→ WHAT THIS TASK INVOLVES
All of the entries, apart from their pictures, are to be copied verbatim.

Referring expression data
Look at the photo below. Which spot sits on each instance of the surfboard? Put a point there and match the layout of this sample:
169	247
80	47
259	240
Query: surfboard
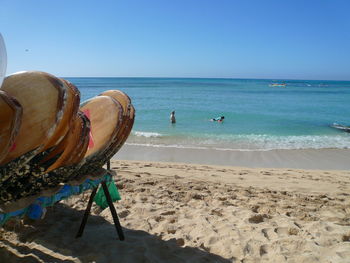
17	189
43	99
74	145
69	113
128	120
106	118
10	121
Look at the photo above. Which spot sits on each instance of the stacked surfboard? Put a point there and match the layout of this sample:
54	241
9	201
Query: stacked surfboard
47	139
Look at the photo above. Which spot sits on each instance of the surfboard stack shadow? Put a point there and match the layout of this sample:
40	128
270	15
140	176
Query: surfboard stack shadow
47	139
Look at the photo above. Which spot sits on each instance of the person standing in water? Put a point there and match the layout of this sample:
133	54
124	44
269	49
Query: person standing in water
218	119
172	117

→ ANSWER SECTION
Look at the photo below. Which spot sits on each instance of the surfboard? Put a point there and match the layout of this sample:
169	247
80	47
259	240
Query: surfboard
17	189
43	99
74	145
69	113
128	120
106	118
10	121
Look at the photo above. Which spot sits on each instance of the stacked surfboard? Put a point there and match the layout of this sample:
54	241
9	201
Query: stacked surfboard
47	139
Look at the photo above. Which spot sits on each instance of the surfboard stack shadow? Put a point there and match the layout of this sample:
40	128
270	15
140	176
Query: surfboard stack shadow
47	139
Look at the photo above. Which spot sits on each instance of the person standing in water? Put a point there and match the layout of this sample:
133	54
124	44
269	49
Query: person standing in water
218	119
172	117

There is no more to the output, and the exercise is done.